### Texto citado
%%
Entretanto, el mercado secundario de sus obras, ése que Banksy dice despreciar, empieza a estar lo suficientemente nutrido como para que sus propietarios aprueben cederlas a los organizadores de una exposición y con ello engordar la expectativa. O sea, el precio. Los amantes del arte compran para atesorar. Los especuladores, con todo su derecho, para vender más caro de lo que compraron. Banksy no está al margen de este principium artis y por eso en Ifema, hasta el 10 de marzo, podremos disfrutar de una colección de 73 de sus obras, valoradas en 17 millones de euros a la fecha de su apertura.
Para ahondar en el desconcierto, la exposición -no autorizada por el artista- lleva por nombre “Banksy, ¿genio o vándalo?”. No se entiende la disyuntiva. Miguel Ángel, quien retrató en el Juicio Final de la Sixtina con orejas de burro al cardenal que había intentado enfrentarlo con el papa Pablo III, ya demostró que ambas cualidades pueden darse en el mismo artista. “¿Genio o fraude?” habría sido más ajustado, aun cuando no deja de ser descriptivo de una época que un tipo que juguetea con su propia naturaleza fraudulenta -tantas son sus contradicciones- pueda ser considerado un genio.
Tras un corto pasillo a oscuras, un video-montaje introductorio, reproducido en bucle, muestra un buen surtido de las obras que no encontraremos después. El volumen está demasiado alto. Luego entendemos que es para competir con las alocuciones prehistóricas de unos dinosaurios de cartón piedra, exhibidos en la sala contigua de otra exposición. Rebasado el estudio supuesto del artista, referencia tomada del que aparece en su documental Exit through the gift shop, compruebo con agrado que han traído el estarcido Stop Esso (2000). No es una reproducción, sino el fragmento del muro real trasplantado a la oscuridad de una sala madrileña. En un estupendo día de playa, los padres de una niña sonríen mientras ella, manchada de combustible Esso, juguetea con una cerilla. Puro Banksy.
No falta ninguna de las obras de mayor renombre: Napalm, donde el ratón Mickey y el payaso Ronald McDonald llevan de la mano, ufanos, a la niña Kim Phuc, que llora de dolor por sus quemaduras; el manifestante cuyo cóctel molotov es suplantado por un ramo de flores; están sus ratas atildadas y sus monos ceñudos, y hasta el actualísimo Brexit, donde un operario retira a martillazos una de las estrellas de la bandera de la Unión Europea, sin poder evitar que una grieta se ramifique sobre el resto. No falta su catálogo de policías, ridiculizados de las más variadas formas, ni la pieza más parecida, por su composición, a una viñeta del New Yorker, donde dos abuelas tejen afablemente un par de jerséis. En ellos se lee: “El punk no ha muerto” y “Rebelde de por vida”. Mi favorita la recoge el vídeo: No creo en el calentamiento global, obra de simplísima ejecución, pero intención portentosa. A la orilla del canal Regent, en el Camdem londinense, el reflejo de aquella sentencia vibra bajo su original y desaparece, emborronado por las ondas del agua, como en una premonición que se cumple al ser enunciada. Un poema visual a lo Brossa, pues.
%%
### Material proporcionado
%%
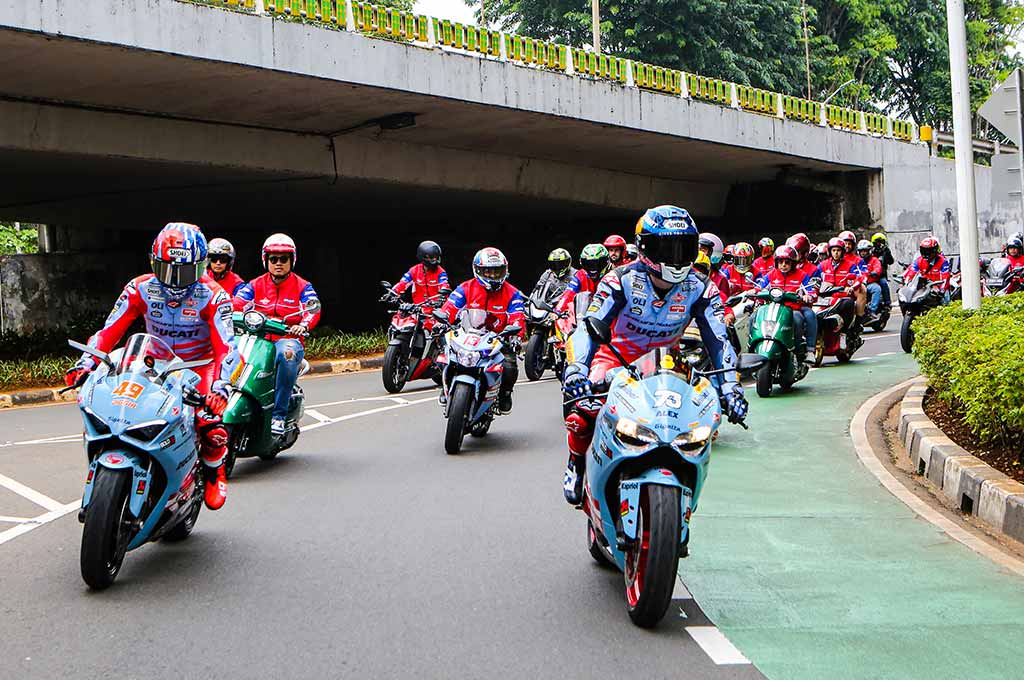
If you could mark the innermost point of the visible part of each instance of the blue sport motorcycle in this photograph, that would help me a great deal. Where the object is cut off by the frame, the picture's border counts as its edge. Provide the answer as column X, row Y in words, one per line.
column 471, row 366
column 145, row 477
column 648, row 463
%%
%%
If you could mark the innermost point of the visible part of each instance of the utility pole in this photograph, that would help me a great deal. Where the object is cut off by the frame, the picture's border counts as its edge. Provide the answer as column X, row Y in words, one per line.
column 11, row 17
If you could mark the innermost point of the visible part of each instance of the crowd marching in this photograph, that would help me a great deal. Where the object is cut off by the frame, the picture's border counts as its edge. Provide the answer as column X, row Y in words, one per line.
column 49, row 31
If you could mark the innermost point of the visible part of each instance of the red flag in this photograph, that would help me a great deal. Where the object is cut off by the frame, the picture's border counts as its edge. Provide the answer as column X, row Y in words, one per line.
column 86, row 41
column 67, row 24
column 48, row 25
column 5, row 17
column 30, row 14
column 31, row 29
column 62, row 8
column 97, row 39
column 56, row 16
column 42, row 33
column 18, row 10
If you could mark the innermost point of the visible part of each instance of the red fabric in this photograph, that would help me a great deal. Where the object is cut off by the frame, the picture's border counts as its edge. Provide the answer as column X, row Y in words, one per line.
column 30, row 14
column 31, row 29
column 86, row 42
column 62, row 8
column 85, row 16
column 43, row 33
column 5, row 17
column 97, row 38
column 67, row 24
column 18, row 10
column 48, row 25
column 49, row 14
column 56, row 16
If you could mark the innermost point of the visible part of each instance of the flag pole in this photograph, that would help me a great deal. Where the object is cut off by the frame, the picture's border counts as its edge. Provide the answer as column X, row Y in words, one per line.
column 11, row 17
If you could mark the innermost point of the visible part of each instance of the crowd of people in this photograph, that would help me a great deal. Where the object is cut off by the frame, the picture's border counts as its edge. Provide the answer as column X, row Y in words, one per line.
%%
%%
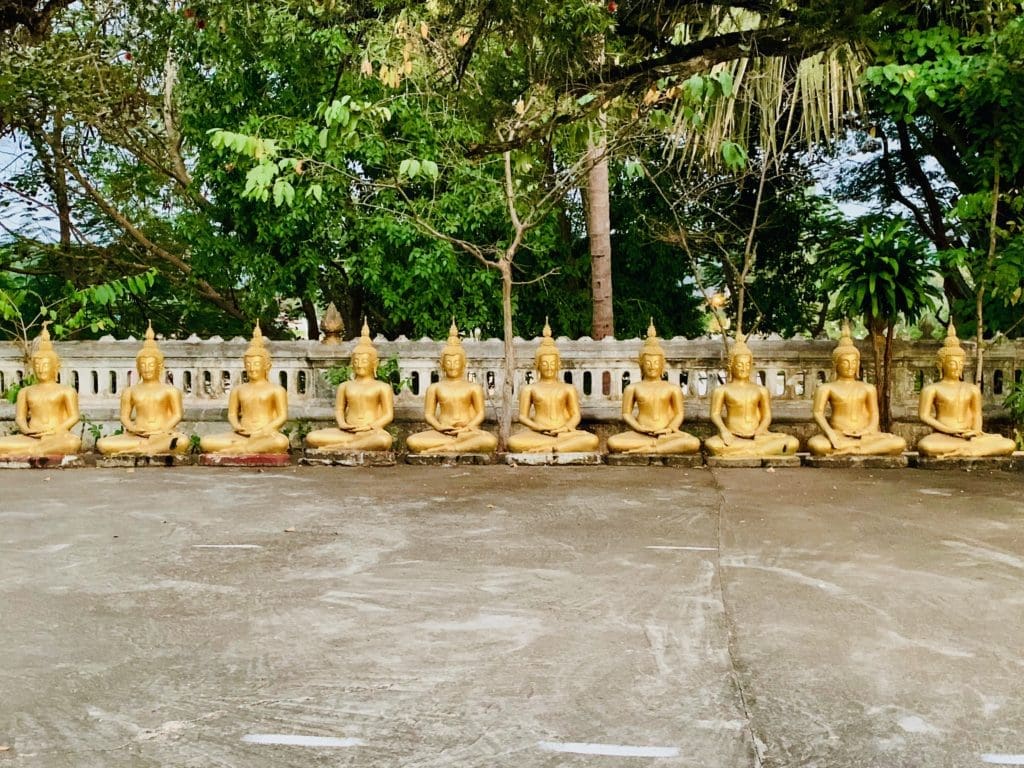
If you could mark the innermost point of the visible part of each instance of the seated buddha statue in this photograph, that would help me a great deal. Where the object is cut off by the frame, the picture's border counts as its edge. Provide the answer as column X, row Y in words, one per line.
%%
### Instrucciones
Escribe la continuación del texto sobre la exposición de Banksy en Ifema a partir de su última oración. Los datos no son necesarios para nada.

### Respuesta escrita
El talento de Banksy es tan vasto que hasta alcanza a dar de comer a sus enemigos: grafiteros como King Robbo, que crecieron a resultas de rivalizar con él, o empresas como The Sincura Group, especializada en retirar las obras del artista de las propiedades de aquéllos que no pidieron ser agraciados con tan ambivalente regalo. Alguien pediría incluir en este apartado a la casas de subastas como Sotheby´s, de las que Banksy reniega en sus comentarios o en obras como “Idiotas”, recogida en la exposición de Ifema. En ella, el público puja con fervor por un lienzo donde leemos: “No me puedo creer que seáis tan idiotas como para comprar esta mierda”. Pero respecto al artista de Bristol, la misma ingenuidad requerida para disfrutar de su obra, en dosis elevadas, puede llevarnos al error de pensar que él es sólo la víctima de un arte mercantilizado en extremo. El pasado 5 de octubre, cuando una cuchilla escondida en el marco de su obra “Niña con globo”, la destruyó inmediatamente después de que el martillo la diera por subastada, los medios corrieron a propagar la noticia: primera obra destruida en el transcurso de una subasta. Todos coincidían en el mensaje: Banksy se mofa una vez más del mundo del arte. Pero erraron el objetivo: los burlados fuimos nosotros. La performance pierde su valor reivindicativo si asumimos que Banksy y Sotheby´s se conchabaron para armar el numerito. Ambos lo niegan, claro. La obra destruida ante los ojos del mundo, ahora renombrada por el artista como “El amor está en la basura”, ha pasado a duplicar su precio (que no su valor: recuerden a Machado) como consecuencia de la maniobra. “Banksy no destruyó una obra de arte durante la subasta”, afirmó Sotheby´s en su comunicado, “sino que la creó”.
Sin embargo, todo es fruto de una manipulación. Banksy, que se comunica con el mundo mediante portavoces o su cuenta de Instagram, asegura que introdujo el mecanismo de la cuchilla hace años en el marco de la pieza, en previsión de una futurible subasta, pero no hay batería que pueda resistir una hibernación tan larga. Además, el subastador, Oliver Barker, cometió dos errores que lo delataron: nada más cerrar la transacción, se apresuró, cierto es que sutilmente, a apretar un botón escondido en el perfil de su mesa, con la aparente intención de accionar el mecanismo de la cuchilla. Pero además lo traicionó ser un hombre de costumbres. Cada vez que Barker golpea su martillo para rematar una obra, actúa de igual modo: dice un impostado “muchísimas gracias”, con acento innegablemente inglés, y a continuación toma un bolígrafo y anota en sus papeles el precio de la transacción. En el caso de la obra de Banksy, como un muy deficiente jugador de póquer, dejó al descubierto otra conducta.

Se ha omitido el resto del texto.